— TASK PROMPT —
Should the entries contain pictures, leave them out and return exactly the lines from the first through the line holding "positive clicks: (38, 180)".

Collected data
-*-*-
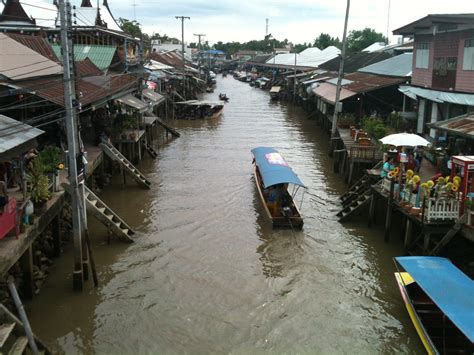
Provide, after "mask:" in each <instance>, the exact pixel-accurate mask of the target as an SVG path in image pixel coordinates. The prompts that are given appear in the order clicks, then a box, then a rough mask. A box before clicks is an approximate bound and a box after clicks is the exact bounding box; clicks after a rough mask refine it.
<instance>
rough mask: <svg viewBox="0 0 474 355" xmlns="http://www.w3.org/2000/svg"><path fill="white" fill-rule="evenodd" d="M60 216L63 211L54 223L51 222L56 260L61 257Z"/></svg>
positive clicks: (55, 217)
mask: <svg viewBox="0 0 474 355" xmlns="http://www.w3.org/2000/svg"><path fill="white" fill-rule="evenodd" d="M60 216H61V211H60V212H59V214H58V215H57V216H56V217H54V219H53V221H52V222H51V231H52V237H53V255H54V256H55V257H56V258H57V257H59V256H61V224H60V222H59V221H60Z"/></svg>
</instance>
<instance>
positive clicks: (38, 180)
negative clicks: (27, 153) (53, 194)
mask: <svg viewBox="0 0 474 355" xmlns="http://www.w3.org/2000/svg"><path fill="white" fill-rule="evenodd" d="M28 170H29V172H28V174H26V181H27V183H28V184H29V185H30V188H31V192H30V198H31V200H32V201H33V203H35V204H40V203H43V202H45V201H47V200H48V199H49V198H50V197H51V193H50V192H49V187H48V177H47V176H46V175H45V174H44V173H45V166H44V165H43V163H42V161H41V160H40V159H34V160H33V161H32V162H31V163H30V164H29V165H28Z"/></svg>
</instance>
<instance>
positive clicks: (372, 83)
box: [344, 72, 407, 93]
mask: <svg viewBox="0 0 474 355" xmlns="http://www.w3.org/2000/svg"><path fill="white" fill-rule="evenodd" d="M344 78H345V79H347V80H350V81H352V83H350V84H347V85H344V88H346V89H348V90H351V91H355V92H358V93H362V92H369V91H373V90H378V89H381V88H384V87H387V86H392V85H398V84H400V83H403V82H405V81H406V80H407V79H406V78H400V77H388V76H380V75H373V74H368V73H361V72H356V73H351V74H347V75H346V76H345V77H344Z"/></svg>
-*-*-
— ANSWER AREA —
Provide, after "mask:" in each <instance>, the exact pixel-accurate mask of the target as an SVG path in image pixel coordinates. The prompts that are given appear in the order clicks, then a box, then a rough mask. A box before clicks is an approximate bound and a box after clicks is the exact bounding box; clicks after a rough mask refine it.
<instance>
rough mask: <svg viewBox="0 0 474 355" xmlns="http://www.w3.org/2000/svg"><path fill="white" fill-rule="evenodd" d="M60 216L63 211L54 223L51 222L56 260L61 257Z"/></svg>
positive clicks: (55, 217)
mask: <svg viewBox="0 0 474 355" xmlns="http://www.w3.org/2000/svg"><path fill="white" fill-rule="evenodd" d="M60 216H61V211H60V212H59V214H58V215H57V216H56V217H54V219H53V221H52V222H51V231H52V237H53V255H54V256H55V257H56V258H57V257H59V256H61V224H60V222H59V221H60Z"/></svg>
</instance>
<instance>
positive clicks: (38, 180)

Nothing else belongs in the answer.